- **DIRECTION**
Starting at the line that contains "of the yellow" and continuing through the end of the entries, write those lines out again with "marker" replaced by "pin" and everything else left as it is.

- **RECORDS SUPPLIED**
•••••
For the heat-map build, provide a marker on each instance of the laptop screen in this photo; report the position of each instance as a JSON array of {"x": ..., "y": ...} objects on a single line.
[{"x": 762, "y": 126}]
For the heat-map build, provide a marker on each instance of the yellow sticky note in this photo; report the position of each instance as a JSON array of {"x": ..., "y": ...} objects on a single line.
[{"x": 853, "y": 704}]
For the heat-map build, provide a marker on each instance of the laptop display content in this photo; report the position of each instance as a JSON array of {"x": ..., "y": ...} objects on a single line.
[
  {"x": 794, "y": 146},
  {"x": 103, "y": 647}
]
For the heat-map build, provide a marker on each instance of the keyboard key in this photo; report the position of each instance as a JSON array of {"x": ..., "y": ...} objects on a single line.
•••••
- **REPLY TO THE EXERCISE**
For the heat-map build, provide a pin on each instance of the yellow sticky note in this photo; report the position of each instance as a JSON array of {"x": ..., "y": ...} objects on a single line.
[{"x": 853, "y": 704}]
For the heat-map build, provide a pin on each instance of the laptop display content in this photo; report the position of each instance as a JSON array of {"x": ..., "y": ...} objects on a single line.
[
  {"x": 794, "y": 146},
  {"x": 103, "y": 647}
]
For the heat-map build, provide a pin on each instance of the keyboard key in this photo; report the position of each instance as a JSON array of {"x": ..., "y": ...} objects on a single line.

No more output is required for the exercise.